Saved entries:
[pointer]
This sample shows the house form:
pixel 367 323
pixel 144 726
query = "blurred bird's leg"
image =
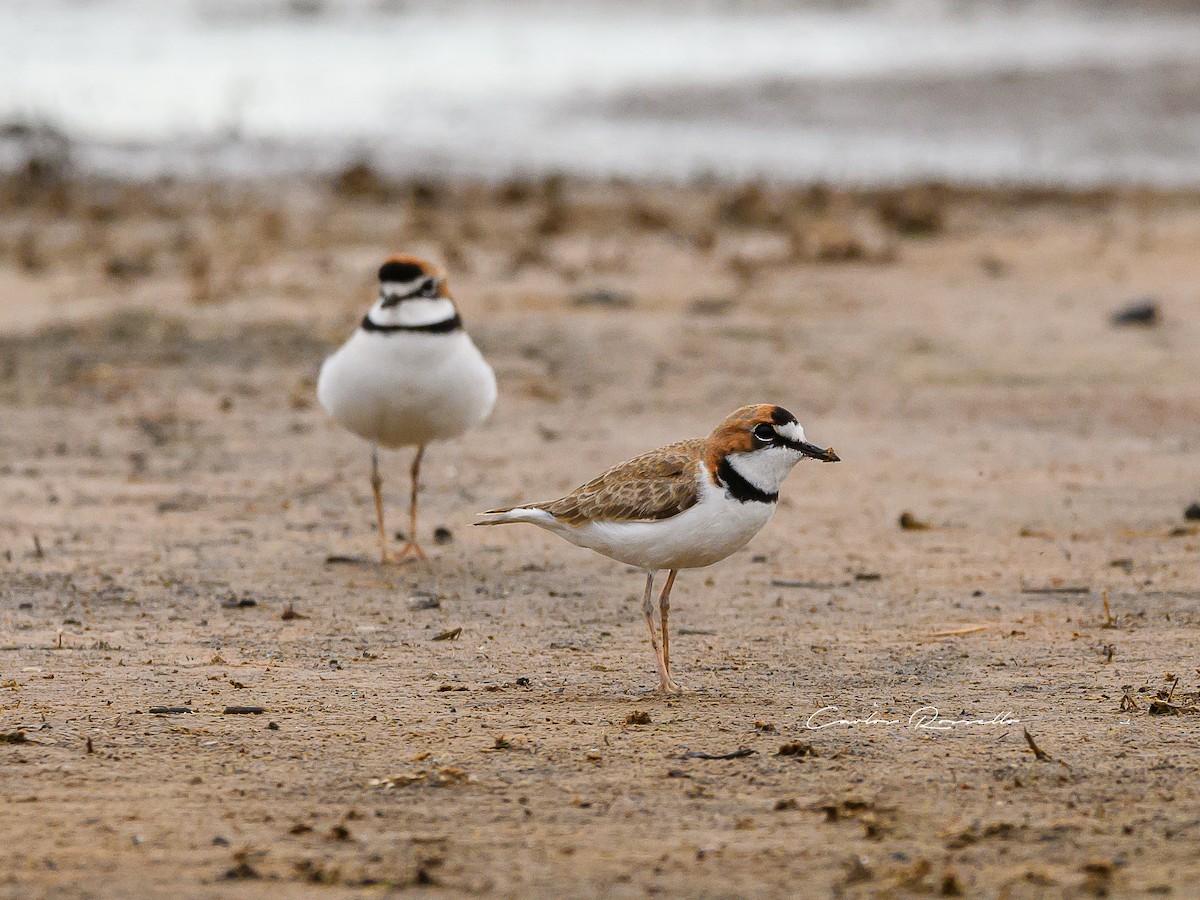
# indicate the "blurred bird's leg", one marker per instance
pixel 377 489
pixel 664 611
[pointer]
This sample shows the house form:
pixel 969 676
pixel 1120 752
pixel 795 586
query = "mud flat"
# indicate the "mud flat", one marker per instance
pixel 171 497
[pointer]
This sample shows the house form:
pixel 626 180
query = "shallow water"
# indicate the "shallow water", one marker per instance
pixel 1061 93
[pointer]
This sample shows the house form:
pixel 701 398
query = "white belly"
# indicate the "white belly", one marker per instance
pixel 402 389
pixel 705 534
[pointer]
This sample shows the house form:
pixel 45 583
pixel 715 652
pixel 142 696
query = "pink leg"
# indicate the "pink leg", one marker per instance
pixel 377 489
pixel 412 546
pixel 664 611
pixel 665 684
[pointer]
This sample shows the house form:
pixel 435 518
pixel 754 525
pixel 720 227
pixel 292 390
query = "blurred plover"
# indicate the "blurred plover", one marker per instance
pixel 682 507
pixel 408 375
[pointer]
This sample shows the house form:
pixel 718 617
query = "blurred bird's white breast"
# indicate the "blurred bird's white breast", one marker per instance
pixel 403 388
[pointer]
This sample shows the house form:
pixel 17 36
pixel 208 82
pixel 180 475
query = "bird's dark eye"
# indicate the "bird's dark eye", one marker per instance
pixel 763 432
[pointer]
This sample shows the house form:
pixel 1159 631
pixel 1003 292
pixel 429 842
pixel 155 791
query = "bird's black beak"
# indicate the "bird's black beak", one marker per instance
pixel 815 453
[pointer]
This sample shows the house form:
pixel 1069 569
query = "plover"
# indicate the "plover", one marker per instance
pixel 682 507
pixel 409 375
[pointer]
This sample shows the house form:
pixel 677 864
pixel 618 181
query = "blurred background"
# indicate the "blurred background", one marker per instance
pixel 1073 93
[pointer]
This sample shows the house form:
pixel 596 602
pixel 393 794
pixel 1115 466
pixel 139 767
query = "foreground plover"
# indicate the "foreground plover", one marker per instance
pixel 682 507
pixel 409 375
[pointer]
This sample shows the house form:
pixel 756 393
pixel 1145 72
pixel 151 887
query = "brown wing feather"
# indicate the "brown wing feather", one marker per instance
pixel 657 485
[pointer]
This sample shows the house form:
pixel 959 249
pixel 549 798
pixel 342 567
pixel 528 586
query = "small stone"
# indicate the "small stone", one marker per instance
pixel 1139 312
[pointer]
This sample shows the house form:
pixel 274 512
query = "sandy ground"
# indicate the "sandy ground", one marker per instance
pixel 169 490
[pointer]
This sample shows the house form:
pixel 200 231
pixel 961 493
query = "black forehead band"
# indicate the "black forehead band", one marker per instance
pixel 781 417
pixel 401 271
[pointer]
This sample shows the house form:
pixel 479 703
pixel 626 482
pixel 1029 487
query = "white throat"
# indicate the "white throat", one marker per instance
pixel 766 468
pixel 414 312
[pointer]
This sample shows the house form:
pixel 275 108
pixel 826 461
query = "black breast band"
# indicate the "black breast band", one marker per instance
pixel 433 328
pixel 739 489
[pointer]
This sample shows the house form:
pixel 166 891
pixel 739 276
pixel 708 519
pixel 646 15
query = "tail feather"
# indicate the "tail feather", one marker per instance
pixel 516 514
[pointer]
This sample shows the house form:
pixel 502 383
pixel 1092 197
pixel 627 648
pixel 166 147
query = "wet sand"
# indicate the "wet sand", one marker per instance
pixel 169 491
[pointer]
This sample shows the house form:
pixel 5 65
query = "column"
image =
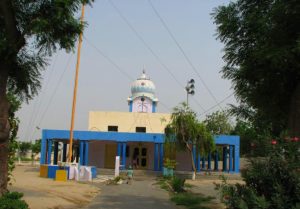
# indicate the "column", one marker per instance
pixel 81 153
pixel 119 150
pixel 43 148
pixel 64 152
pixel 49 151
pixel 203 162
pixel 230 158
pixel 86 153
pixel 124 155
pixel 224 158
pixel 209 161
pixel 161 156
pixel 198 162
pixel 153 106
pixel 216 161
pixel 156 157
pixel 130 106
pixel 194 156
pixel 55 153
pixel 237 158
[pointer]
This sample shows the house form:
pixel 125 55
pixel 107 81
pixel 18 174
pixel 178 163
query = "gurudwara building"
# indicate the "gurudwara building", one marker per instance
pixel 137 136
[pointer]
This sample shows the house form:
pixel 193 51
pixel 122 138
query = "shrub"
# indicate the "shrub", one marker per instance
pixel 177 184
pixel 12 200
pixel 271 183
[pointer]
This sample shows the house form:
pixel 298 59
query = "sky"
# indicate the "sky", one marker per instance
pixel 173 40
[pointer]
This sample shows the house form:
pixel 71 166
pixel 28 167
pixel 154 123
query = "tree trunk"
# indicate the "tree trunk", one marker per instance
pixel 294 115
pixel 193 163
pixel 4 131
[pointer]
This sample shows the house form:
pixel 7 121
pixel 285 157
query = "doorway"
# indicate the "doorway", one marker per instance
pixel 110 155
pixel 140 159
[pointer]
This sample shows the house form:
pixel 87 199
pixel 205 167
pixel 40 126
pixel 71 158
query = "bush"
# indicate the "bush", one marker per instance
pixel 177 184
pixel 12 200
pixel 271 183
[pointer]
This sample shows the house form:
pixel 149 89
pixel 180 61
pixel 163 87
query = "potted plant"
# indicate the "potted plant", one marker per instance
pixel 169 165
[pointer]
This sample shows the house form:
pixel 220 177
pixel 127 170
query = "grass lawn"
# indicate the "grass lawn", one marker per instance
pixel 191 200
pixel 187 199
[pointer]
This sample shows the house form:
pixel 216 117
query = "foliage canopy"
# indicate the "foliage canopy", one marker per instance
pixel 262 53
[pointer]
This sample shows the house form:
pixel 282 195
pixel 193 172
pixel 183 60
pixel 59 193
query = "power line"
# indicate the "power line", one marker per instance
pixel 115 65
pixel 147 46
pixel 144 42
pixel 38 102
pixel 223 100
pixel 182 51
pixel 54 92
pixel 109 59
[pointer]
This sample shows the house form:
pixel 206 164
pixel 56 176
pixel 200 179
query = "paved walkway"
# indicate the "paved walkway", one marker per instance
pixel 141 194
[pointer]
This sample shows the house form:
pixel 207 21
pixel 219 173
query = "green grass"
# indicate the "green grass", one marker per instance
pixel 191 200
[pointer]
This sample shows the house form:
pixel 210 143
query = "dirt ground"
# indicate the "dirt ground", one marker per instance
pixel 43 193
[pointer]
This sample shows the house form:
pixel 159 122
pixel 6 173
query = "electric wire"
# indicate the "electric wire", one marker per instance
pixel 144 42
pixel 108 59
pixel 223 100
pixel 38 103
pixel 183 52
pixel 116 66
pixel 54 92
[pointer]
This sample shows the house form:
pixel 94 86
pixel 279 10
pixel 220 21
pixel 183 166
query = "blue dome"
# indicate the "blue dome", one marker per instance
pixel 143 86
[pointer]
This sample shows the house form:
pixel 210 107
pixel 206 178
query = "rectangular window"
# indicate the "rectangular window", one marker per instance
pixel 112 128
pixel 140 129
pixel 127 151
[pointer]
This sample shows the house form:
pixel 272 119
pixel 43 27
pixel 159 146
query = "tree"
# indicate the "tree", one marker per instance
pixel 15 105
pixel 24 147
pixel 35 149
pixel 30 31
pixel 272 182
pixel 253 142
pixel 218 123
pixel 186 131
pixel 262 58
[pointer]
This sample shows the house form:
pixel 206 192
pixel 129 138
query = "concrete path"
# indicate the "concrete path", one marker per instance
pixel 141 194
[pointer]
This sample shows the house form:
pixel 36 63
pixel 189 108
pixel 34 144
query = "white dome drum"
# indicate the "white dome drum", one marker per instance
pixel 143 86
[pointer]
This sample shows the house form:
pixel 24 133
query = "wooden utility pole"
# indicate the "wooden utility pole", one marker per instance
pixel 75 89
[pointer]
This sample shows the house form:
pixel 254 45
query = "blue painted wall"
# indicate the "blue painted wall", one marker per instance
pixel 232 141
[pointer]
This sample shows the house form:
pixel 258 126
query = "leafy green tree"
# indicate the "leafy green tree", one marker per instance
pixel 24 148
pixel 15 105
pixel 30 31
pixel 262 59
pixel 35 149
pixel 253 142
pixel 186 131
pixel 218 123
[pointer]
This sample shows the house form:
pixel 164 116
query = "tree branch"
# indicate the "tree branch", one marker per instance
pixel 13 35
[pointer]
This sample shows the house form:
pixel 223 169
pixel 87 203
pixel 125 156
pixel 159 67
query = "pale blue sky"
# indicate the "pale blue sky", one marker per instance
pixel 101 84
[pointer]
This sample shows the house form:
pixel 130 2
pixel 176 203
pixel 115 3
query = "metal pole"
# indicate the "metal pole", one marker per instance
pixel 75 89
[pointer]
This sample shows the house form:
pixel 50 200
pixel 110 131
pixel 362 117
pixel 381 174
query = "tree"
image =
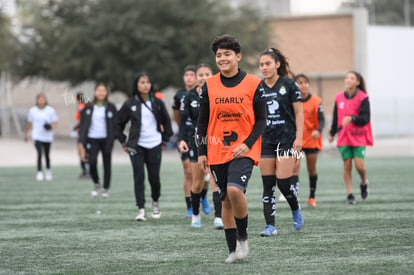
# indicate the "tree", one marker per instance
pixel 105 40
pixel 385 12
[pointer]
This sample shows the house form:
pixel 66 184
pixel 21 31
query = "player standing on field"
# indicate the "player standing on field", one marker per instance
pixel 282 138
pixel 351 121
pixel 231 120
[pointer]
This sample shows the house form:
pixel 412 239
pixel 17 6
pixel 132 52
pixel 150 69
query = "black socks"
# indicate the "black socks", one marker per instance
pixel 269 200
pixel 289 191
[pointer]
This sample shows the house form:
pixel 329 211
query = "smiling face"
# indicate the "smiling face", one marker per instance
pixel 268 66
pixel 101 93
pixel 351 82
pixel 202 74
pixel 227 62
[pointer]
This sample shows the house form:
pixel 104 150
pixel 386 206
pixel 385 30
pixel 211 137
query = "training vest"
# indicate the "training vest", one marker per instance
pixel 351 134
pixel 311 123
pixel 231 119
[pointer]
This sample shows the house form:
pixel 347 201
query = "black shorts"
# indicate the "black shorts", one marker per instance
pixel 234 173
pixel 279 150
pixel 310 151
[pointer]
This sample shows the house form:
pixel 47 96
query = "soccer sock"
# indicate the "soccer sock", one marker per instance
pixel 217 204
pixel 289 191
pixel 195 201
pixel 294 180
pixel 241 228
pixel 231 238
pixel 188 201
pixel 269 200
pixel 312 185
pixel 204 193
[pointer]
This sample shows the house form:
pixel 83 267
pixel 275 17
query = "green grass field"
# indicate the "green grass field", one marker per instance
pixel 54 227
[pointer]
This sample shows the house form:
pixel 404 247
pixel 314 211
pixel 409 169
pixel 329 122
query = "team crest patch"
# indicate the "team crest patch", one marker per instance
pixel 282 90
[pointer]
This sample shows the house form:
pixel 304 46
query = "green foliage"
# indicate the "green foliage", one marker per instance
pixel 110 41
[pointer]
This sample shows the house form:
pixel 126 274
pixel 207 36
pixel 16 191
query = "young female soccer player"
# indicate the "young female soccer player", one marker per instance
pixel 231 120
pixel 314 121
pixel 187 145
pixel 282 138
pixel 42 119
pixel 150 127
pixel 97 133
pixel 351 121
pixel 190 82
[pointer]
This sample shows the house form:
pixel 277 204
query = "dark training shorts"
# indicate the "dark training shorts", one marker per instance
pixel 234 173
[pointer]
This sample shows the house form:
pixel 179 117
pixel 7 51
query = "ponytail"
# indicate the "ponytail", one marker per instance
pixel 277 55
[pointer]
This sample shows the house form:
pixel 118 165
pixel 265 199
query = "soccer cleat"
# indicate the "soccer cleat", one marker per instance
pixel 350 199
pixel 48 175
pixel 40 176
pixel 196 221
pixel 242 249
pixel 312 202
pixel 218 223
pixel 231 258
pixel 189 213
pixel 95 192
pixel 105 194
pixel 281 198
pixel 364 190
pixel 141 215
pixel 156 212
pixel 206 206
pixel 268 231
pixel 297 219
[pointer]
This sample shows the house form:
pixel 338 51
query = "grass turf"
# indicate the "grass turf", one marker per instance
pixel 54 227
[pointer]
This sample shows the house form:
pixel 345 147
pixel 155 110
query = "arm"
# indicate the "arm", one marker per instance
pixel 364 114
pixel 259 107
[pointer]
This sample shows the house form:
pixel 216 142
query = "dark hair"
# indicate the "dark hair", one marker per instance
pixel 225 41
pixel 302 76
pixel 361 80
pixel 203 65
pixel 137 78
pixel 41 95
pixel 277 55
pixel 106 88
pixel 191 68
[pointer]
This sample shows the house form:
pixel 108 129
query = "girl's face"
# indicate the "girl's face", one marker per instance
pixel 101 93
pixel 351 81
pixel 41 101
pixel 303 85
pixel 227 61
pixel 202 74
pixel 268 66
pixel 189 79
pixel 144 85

### ABOUT THIS TASK
Going back over the entries above, copy word for word every line from the one that has "pixel 163 87" on through the one that has "pixel 56 176".

### RESPONSE
pixel 163 87
query = "potted plant"
# indicate the "potted plant", one marker per instance
pixel 169 165
[pointer]
This sample shows the house form:
pixel 220 177
pixel 127 170
query = "grass lawn"
# indicate the "grass lawn", one marker per instance
pixel 191 200
pixel 187 199
[pointer]
This sample shows the house form:
pixel 216 117
query = "foliage canopy"
# indicate the "foliage canopy", one marker per instance
pixel 262 53
[pointer]
This sample shows the house form:
pixel 282 195
pixel 193 172
pixel 183 60
pixel 59 193
query = "power line"
# indicate the "power line", one marker per instance
pixel 115 65
pixel 147 46
pixel 144 42
pixel 38 102
pixel 223 100
pixel 182 51
pixel 54 92
pixel 109 59
[pointer]
This sample shows the house form:
pixel 206 164
pixel 56 176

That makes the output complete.